**WHAT TO WORK ON:**
[1] Copy the stretch of the Merge activity article from "Information may be" through "throughout this article.".
[2] Write what comes next in the Merge activity article, starting right after its last sentence.

**PAGE TEXT:**
2023.1:Merge (Activity)

From Grooper Wiki
Revision as of 11:46, 28 August 2024 by Randallkinard (talk | contribs) (Randallkinard moved page Merge (Activity) to 2023.1:Merge (Activity))

This article is about an older version of Grooper.

Information may be out of date and UI elements may have changed.

20252023.1

file_save Merge is an Activity that creates a PDF, TIF, XML or ZIP file from the page and data content of a Batch Folder and saves it to that Batch Folder.

You may download the ZIP(s) below and upload it into your own Grooper environment (version 2023.1). The first contains one or more Batches of sample documents. The second contains one or more Projects with resources used in examples throughout this article.

About

So, you've gone through the first 4 phases of Grooper: Aquire, Condition, Organize, and Collect.

You have extracted data from your documents and you want to now build a document. The Export activity can build the document and export it outside of grooper all in one step. However, you might have a desire to build the document before executing the Export step in your Batch Process. You can do this with the Merge activity.

The Merge activity builds a document from the Pages in a Batch and saves that document to the Batch Folder. You can choose to build your document in a specific format such as a PDF or TIFF file. You can also automatically rename the documents as they're built.

Three Ways to Name

There are three different ways to name the final Merged file: Use the Custom Filename property, use the Attachment Name property, or use the default naming settings.

The most important difference among these methods is whether or not Grooper creates a new file and attaches that new file to the Batch Folder leaving the original content intact, or whether it overwrites the main content of the Batch Folder.



Which method is best depends on your specific company needs, so choose the option that best applies to your use case. We will go over how to set all of this up in the How To section of this article.

How To

The Merge activity is applied to a Batch via a Batch Process Step. The following tutorial will show you how to add the Batch Process Step and how to configure the Merge activity.

**MATERIAL:**
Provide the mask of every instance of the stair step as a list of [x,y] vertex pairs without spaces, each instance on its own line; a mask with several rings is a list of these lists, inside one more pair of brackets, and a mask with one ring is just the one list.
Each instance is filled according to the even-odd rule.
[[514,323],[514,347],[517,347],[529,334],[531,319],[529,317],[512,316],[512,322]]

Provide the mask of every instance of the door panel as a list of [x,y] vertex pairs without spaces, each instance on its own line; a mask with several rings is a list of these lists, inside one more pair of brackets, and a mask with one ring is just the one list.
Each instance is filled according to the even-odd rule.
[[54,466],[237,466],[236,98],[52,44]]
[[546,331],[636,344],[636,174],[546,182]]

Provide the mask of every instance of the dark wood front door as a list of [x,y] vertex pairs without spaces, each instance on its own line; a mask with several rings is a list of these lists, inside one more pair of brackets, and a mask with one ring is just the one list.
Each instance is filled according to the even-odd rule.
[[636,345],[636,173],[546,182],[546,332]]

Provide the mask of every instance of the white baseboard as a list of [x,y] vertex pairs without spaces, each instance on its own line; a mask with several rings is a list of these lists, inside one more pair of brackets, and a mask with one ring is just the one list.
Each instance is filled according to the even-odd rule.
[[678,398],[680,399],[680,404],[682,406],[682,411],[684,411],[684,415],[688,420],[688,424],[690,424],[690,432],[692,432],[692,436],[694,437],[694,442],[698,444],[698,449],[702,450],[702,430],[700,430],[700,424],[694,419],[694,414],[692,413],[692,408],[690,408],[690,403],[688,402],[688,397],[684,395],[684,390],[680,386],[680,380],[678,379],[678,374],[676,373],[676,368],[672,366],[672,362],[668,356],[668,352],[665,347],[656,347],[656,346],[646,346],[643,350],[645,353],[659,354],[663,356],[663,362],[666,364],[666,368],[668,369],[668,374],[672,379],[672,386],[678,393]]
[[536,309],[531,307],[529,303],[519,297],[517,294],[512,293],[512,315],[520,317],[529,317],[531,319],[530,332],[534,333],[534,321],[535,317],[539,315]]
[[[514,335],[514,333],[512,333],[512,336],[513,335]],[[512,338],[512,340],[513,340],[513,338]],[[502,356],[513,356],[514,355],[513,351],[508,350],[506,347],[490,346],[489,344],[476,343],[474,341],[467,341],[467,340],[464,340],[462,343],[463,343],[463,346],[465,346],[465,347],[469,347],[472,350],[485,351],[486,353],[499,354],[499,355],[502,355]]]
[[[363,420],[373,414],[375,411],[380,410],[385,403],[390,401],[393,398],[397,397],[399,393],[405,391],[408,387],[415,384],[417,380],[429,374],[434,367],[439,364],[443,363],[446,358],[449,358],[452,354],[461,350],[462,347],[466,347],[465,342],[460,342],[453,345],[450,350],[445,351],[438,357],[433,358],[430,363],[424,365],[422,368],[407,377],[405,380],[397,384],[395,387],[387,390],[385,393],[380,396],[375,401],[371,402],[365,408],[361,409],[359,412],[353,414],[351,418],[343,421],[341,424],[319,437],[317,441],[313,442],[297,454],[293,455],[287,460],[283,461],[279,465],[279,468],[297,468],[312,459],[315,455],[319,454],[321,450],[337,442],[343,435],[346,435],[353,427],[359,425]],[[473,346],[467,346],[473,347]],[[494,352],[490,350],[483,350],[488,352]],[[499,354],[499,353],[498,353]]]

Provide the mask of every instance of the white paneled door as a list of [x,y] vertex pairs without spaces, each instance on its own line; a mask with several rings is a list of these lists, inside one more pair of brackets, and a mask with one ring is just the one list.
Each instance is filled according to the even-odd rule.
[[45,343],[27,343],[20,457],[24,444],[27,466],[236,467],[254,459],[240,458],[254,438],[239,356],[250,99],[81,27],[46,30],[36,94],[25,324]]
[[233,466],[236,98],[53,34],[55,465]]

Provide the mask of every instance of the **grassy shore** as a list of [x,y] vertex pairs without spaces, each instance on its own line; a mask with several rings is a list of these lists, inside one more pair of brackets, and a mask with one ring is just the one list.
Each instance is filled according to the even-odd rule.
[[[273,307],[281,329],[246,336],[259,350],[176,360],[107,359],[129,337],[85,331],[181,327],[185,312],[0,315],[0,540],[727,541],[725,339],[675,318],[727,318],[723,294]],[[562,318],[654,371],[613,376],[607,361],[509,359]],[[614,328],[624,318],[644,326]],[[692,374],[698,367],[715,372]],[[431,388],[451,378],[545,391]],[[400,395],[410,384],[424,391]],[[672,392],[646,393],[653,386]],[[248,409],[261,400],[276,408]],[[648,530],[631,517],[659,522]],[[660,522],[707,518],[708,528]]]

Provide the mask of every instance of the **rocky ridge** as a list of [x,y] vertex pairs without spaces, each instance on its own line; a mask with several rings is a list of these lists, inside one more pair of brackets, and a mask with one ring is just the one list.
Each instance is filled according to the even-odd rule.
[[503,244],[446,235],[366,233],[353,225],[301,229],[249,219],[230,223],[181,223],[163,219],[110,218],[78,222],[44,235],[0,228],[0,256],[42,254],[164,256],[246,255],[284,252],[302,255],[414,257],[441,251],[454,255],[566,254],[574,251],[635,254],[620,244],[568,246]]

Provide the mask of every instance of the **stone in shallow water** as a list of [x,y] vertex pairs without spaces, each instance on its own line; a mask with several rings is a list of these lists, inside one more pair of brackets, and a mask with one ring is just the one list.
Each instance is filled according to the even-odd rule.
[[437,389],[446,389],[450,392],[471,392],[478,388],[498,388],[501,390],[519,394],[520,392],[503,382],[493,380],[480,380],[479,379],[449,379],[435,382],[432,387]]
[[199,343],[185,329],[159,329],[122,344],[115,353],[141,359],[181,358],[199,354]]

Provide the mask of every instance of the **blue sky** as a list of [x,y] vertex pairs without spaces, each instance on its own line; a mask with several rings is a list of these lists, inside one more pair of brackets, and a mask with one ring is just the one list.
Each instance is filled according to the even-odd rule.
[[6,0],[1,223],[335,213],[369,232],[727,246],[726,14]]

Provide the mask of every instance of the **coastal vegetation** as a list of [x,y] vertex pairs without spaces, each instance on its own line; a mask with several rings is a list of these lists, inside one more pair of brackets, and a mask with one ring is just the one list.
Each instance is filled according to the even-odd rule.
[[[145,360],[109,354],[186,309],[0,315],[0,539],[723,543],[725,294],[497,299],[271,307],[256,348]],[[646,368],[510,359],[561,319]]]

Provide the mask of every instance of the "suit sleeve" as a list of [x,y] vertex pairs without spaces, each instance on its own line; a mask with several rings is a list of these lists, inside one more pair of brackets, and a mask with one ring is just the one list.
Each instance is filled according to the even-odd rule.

**RESPONSES:**
[1]
Information may be out of date and UI elements may have changed.

20252023.1

file_save Merge is an Activity that creates a PDF, TIF, XML or ZIP file from the page and data content of a Batch Folder and saves it to that Batch Folder.

You may download the ZIP(s) below and upload it into your own Grooper environment (version 2023.1). The first contains one or more Batches of sample documents. The second contains one or more Projects with resources used in examples throughout this article.

[2]
Creating the Batch Process Step

The first thing we need to do is add a Merge Batch Process Step to our Batch Process and set the Scope at which the step will run.

  1. Right-click on the Batch Process.
  2. Hover over "Add Activity", then hover over "Transform". Finally, Click on "Merge..."
  3. When the "Add Activity" window pops up, feel free to change the name of the step in the Step Name property. For this tutorial we will be using the default of "Merge".
  4. Click "EXECUTE" located in the top right hand corner of the pop up window.


  1. Now you should have a Merge step in your Batch Process.
  2. Your scope should be set to the Folder Level containing the pages that will be combined into a document. In our case that is Folder Level 1, so we have set the Scope property to Folder and the Folder Level property to 1.


Configuring the Merge Activity

Now that we have our Batch Process Step in our Batch Process we need to configure the Step to tell Grooper how to Merge the pages.

  1. Click the hamburger icon to the right of the Merge Format property in the rightmost property grid and select the desired file type from the drop down list. For this tutorial, we will select PDF.


  1. You can set a name for the resulting merged document using either the Custom Filename or Attachment Name property. Ignore the Save As property as it is currently broken in 2023 and 2023.1.

The Custom Filename Property

The first of the two naming properties is the Custom Filename property. When using this to name your merged file, the file will be named literally what you type into the property, including the file extension. It will then create a copy of the file and attach it as a separate attachment to the Batch Folder. The original file will remain intact and unchanged on the Batch Folder.

  1. Enter in a name you want to name the PDFs in the Custom Filename property located in the rightmost property grid. Include the file extension in the file name.
  2. Click the save icon at the top right of the middle property grid.

You MUST include the file extension in the naming of your file. If you do not, you will not get a useable file once the documents are merged.


  1. Click over to the "Activity Tester" tab.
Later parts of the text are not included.